• Written instruction: Can you reproduce the material below line for line, without the pictures?

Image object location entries
────────

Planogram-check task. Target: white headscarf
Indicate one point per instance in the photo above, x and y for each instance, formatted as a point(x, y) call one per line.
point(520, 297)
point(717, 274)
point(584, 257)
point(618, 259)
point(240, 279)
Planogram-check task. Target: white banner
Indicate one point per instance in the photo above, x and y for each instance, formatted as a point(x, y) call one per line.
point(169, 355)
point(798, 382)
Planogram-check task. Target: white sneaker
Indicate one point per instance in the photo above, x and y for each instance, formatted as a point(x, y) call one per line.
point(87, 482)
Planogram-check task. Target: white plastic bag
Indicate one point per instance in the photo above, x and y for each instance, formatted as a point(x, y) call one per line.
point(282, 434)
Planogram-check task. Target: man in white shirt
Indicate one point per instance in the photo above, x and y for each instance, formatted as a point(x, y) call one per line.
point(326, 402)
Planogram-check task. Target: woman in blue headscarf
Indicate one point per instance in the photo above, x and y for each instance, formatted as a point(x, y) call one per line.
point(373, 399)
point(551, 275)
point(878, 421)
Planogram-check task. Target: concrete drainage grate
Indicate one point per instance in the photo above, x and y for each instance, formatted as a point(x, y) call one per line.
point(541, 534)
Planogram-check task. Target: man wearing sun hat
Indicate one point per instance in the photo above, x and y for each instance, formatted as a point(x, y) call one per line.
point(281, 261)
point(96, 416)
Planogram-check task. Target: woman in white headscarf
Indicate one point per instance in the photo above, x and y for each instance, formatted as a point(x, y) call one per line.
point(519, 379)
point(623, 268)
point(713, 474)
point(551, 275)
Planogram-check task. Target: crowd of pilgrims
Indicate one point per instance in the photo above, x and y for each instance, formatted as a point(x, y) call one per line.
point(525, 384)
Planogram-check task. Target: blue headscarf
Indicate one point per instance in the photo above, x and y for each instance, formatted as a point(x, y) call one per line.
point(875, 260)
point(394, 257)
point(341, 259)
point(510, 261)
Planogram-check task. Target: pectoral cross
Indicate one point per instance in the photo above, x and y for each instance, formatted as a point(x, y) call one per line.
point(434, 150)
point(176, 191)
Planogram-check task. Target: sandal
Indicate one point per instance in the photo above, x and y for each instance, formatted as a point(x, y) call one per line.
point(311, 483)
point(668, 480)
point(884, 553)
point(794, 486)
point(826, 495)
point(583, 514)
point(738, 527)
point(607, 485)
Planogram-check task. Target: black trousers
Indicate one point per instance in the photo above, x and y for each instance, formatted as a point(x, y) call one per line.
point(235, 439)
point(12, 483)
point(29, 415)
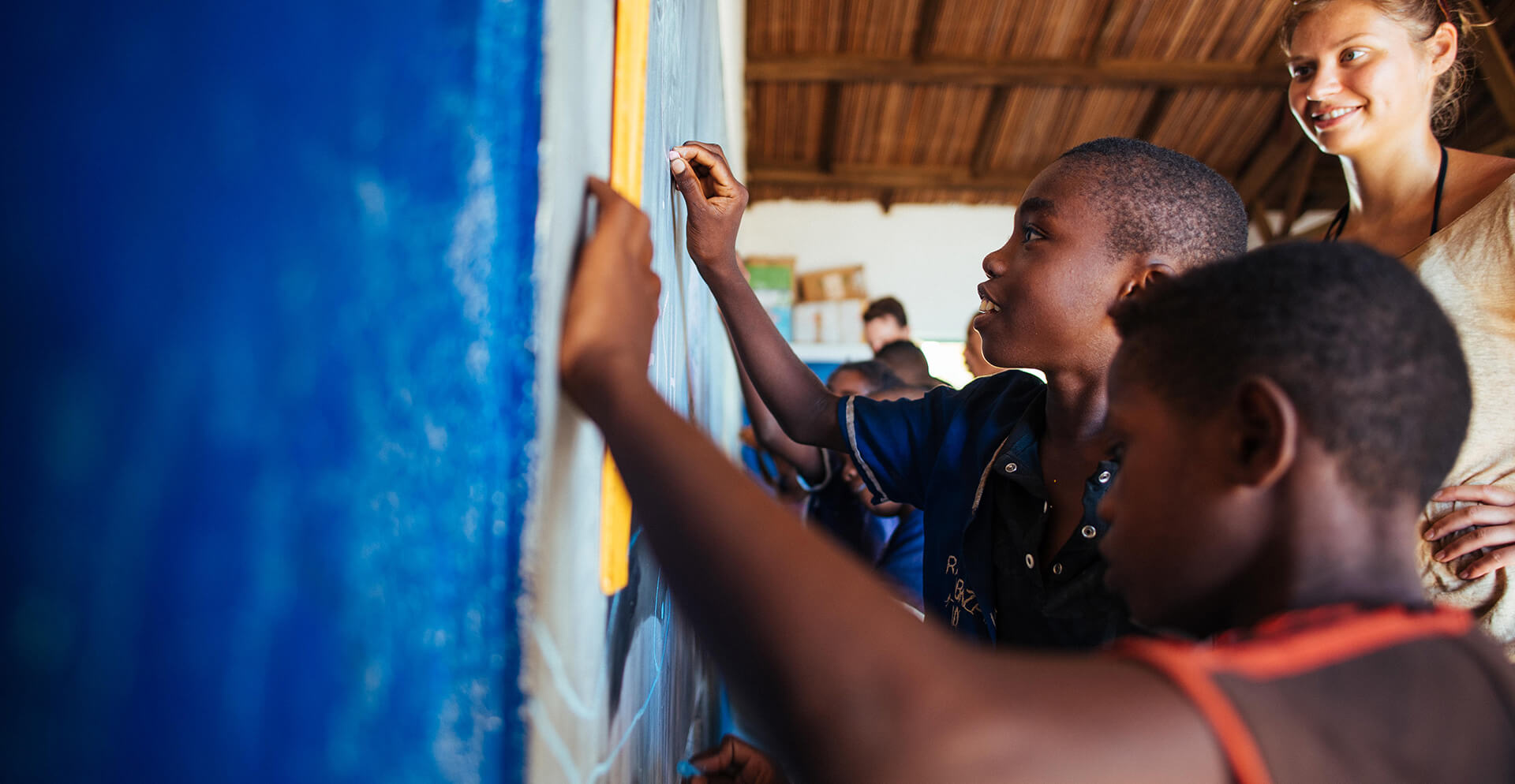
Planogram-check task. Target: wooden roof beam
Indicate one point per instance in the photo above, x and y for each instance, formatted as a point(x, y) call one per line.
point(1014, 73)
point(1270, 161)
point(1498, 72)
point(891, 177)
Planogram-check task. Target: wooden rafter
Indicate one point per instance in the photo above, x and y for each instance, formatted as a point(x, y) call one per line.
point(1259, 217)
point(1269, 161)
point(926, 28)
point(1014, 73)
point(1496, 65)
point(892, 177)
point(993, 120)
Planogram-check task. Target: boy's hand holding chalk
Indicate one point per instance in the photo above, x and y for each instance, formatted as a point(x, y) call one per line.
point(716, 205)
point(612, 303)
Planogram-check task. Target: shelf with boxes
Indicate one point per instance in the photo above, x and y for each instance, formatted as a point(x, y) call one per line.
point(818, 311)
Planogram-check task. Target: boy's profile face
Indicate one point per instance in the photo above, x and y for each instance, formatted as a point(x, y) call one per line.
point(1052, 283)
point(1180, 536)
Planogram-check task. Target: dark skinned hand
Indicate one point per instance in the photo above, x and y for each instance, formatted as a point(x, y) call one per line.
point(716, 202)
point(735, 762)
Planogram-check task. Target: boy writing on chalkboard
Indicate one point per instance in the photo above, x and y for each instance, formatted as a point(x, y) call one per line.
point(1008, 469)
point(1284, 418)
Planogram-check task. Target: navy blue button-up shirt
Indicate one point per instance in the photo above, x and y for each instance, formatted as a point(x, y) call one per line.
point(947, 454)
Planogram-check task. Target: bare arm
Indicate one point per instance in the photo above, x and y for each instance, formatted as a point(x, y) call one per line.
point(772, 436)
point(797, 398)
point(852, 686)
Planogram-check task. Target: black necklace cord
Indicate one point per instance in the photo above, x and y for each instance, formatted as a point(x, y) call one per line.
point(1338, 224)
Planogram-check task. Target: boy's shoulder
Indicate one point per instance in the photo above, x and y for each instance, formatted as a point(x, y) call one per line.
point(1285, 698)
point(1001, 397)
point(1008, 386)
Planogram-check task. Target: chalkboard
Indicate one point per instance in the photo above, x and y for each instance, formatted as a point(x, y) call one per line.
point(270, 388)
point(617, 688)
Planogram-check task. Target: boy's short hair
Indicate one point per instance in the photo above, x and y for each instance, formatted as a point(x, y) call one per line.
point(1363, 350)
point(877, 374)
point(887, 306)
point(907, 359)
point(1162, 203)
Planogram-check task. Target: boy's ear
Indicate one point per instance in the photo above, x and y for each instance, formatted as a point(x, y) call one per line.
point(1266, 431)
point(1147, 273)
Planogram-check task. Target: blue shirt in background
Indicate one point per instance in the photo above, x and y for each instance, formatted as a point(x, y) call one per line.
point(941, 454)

────────

• Exercise output:
Planogram-check task. Target: white headscarf
Indicate one point per instance in the photo above, x and y for each instance, formatted as a point(x, y) call one per line.
point(520, 297)
point(717, 274)
point(584, 257)
point(618, 259)
point(240, 279)
Planogram-check task. Target: white banner
Indicate one point per instance in the photo above, x and y for each instance, formatted as a point(x, y) call one per line.
point(169, 355)
point(798, 382)
Planogram-check task. Target: white sneaker
Indicate one point per instance in the photo above, x and y for each instance, formatted as a point(x, y) call one per line.
point(87, 482)
Planogram-check task. Target: white plastic bag
Indicate one point per instance in the photo above, x and y for each instance, formatted as a point(x, y) call one per line.
point(282, 434)
Planogram-check task. Target: man in white shirt
Indicate one point per instance in the photo above, x and y for each instance, formatted as a point(x, y) call one per line.
point(326, 402)
Planogram-check task. Target: woman in blue headscarf
Indicate one point per instance in the photo above, x and y for each instance, formatted as a point(x, y) call one per line.
point(373, 399)
point(551, 275)
point(878, 421)
Planogram-check task. Target: concrete drainage grate
Indicate one point per instance in the photo above, x and y for each instance, formatted as a point(x, y) call one per line.
point(541, 534)
Planogram-check task. Target: man wearing sun hat
Indicate one point per instance in the photo above, x and y for each instance, formatted as a point(x, y) call one per line.
point(281, 261)
point(96, 416)
Planogram-check task. Target: woman in white headscarf
Indicate one point per instance in the photo above, x and y for each instance, formatted as a point(x, y) call one per line.
point(519, 379)
point(623, 268)
point(713, 474)
point(551, 275)
Planogram-check task. Target: crowd of pilgrims
Indicate one point per instance in the photo above, x and y for each instance, formatted as a point(x, y) call one per line.
point(525, 384)
Planogram-check task. Target: blue headscarf
Indicate one point per instance in the photo above, x and y for each instance, formatted as a point(x, y) call one per line.
point(875, 260)
point(394, 257)
point(341, 259)
point(510, 261)
Planogram-check task. Target: pectoral cross
Indicate one point per instance in the photo above, x and y for each instance, formatted as a point(x, y) call one per line.
point(434, 150)
point(176, 191)
Planogram-check task. Target: sandal
Indicate one point per instance in the photo above, x and y for each instance, formatted as a point(x, y) call one per line.
point(311, 483)
point(668, 480)
point(884, 553)
point(794, 486)
point(826, 495)
point(583, 514)
point(738, 527)
point(607, 485)
Planogram-check task. Target: black trousers
Indicate one point per instance in the photo above, x and y for each instance, formatted as a point(x, y) call one per line.
point(235, 439)
point(12, 483)
point(29, 415)
Planogram-check task. Target: wooden roof beam
Indicate one point per instance in the photo above, x and y for each instance, formatted as a point(x, y) call one per line.
point(1014, 73)
point(1270, 161)
point(1498, 72)
point(891, 177)
Planogram-check task. Target: wooden rafter
Indicate one point per instance in the photo above, x and y for each instance, formatted as a point(x, y) call one per line.
point(1259, 217)
point(1269, 161)
point(926, 28)
point(1014, 73)
point(1496, 65)
point(892, 177)
point(993, 120)
Planogram-check task. Target: boy's hand holding chalk
Indicate one point per instance in the photo above, x and y for each instance, formatted as a point(x, y) call one per line.
point(716, 205)
point(612, 303)
Planogram-check task. Target: shelf with boxes
Indicate one point per instance in the photo above, x and y for each instance, formatted as a point(x, y) call one per line.
point(818, 311)
Planogram-check task. Target: boy's profile face
Indicate one point per instance in the photo above, x and y for each instance, formatted as a point(x, y) call one per line.
point(1052, 283)
point(1180, 536)
Planogram-check task. Target: dark skinned hand
Indicate one point per instance in the photo above, x and y for each instance, formatted as a point(x, y) call one per line.
point(716, 202)
point(735, 762)
Planogram-check task. Target: boy writing on chalkboard
Indicate one point per instance in the photo above, x and y for each instance, formatted as a point(x, y) call one per line.
point(1008, 469)
point(1284, 418)
Planogram-check task. Target: navy blue button-up shirt
Indicate one point per instance in the photo above, x and y for each instance, formatted as a point(x, y) call one per line.
point(947, 454)
Planogram-check task. Target: bare arm
Indicate one point per instance in the photo above, x and y for each instance, formatted as a point(x, y) call one per line.
point(772, 436)
point(797, 398)
point(852, 686)
Planogram-check task. Target: black necklace cord
Indicate one point per instance in the photo above, x and y for each instance, formatted as a point(x, y) call one per line.
point(1338, 224)
Planogram-check task. Target: boy's shoulder
Indicate one point per instance in the photo above, x and y for each instance, formatted as a point(x, y) call one per line.
point(1285, 698)
point(1001, 397)
point(1008, 386)
Planogram-check task. Target: chalkboard
Indicate one point per instance in the photo above, x and y for each instance, formatted as a point(x, y) call one per line.
point(270, 388)
point(617, 688)
Planogram-check task. Target: boy's short hair
Indicate one point per instance in the photo above, x and y for each instance, formatted as a point(x, y) call one per line.
point(1363, 350)
point(877, 374)
point(887, 306)
point(907, 359)
point(1162, 203)
Planogram-check task. Target: boy's ear
Indicate one point per instance in the photo above, x and y for each instance, formatted as a point(x, y) call one per line.
point(1266, 431)
point(1147, 273)
Planogram-check task. Target: blue shirt in background
Indicate one point per instance in the photo above, x and y for each instance, formatted as a point(x, y) call one per line.
point(941, 454)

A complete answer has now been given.